● EXCERTO DO DOCUMENTO
--
Cada coisa no seu tempo
Afonso Loureiro
Muitos dos choques culturais que se tem com os angolanos, como a sua teoria de resolução de problemas, horários estranhos ou hábitos exóticos são devidos à enorme descontracção com que encaram a vida. Há muito que perceberam que os problemas não desaparecem só porque nos preocupamos em demasia, e que a vida é para ser vivida com um sorriso nos lábios em vez de uma úlcera no estômago.
Todos sabem que as úlceras se agravam quando não se presta a devida atenção ao que se come e saltar refeições só por causa da pressão do trabalho é meio caminho andado para a azia constante e umas visitas ao médico para receitas de anti-ácido. Isso explica porque razão é difícil encontrar angolanos a trabalhar logo à hora de abertura dos serviços, porque estão ainda a mata-bichar, a meio da manhã, que foram comer qualquer coisa para compôr o estômago, logo a seguir ao almoço, porque ainda não regressaram e cerca de uma hora antes de saírem, porque foram lanchar e vão direitos para casa sem voltar ao serviço, suponho que para jantar.
--
● DADOS A ANALISAR
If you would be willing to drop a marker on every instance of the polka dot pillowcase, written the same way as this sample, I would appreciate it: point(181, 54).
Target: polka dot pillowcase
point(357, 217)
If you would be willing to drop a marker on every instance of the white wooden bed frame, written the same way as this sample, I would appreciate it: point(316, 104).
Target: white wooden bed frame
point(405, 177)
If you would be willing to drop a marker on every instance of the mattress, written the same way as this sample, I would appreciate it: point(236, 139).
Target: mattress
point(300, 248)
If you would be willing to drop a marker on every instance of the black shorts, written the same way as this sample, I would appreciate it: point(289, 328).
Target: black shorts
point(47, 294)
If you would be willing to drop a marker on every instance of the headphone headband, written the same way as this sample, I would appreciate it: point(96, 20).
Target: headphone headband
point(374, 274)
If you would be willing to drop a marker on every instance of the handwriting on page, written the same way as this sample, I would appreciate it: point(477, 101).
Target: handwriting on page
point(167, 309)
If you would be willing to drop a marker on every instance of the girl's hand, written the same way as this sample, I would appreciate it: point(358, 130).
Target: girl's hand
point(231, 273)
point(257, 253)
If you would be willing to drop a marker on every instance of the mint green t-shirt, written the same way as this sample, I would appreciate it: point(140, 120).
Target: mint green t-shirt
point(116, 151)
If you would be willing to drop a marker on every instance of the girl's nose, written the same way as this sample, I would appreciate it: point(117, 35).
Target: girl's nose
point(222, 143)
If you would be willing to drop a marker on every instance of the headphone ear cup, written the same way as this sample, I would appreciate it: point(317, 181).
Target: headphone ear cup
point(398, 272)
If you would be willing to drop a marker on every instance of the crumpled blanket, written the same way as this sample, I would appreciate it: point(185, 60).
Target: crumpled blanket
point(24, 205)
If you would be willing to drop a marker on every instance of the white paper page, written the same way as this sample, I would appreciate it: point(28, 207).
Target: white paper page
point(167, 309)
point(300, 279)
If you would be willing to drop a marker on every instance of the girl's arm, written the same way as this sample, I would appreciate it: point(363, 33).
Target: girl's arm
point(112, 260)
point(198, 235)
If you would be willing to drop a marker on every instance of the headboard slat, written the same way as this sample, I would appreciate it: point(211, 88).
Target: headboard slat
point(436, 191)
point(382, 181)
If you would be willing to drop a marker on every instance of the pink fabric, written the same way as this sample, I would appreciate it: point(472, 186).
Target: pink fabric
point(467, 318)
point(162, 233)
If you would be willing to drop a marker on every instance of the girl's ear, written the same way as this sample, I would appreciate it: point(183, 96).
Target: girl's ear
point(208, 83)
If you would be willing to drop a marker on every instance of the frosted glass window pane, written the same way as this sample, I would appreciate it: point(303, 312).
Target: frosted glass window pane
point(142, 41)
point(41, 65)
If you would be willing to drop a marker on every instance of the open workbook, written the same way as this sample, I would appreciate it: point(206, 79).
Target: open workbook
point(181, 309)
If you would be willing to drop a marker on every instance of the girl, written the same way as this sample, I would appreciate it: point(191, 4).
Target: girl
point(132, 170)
--
● OBJETIVO DA TAREFA
Extraia do excerto, sem qualquer alteração, o trecho que começa em "Todos sabem que" e termina em "que para jantar.". Baseie-se exclusivamente no excerto.

● A SUA RESOLUÇÃO
Todos sabem que as úlceras se agravam quando não se presta a devida atenção ao que se come e saltar refeições só por causa da pressão do trabalho é meio caminho andado para a azia constante e umas visitas ao médico para receitas de anti-ácido. Isso explica porque razão é difícil encontrar angolanos a trabalhar logo à hora de abertura dos serviços, porque estão ainda a mata-bichar, a meio da manhã, que foram comer qualquer coisa para compôr o estômago, logo a seguir ao almoço, porque ainda não regressaram e cerca de uma hora antes de saírem, porque foram lanchar e vão direitos para casa sem voltar ao serviço, suponho que para jantar.